begin
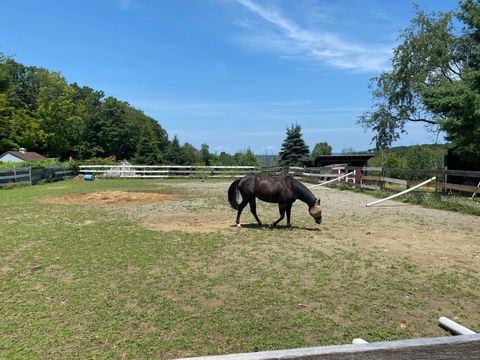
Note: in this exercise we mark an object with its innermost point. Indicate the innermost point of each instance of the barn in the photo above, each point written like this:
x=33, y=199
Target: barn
x=357, y=160
x=21, y=155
end
• **Goal**: Copy the data above line for line without any changes, leaving out the pictures.

• **Result**:
Note: in this exercise we mark an object with its innermost point. Indicate the innermost point of each instance of the barn in the photo above, each point written like this:
x=33, y=199
Target: barn
x=357, y=160
x=21, y=155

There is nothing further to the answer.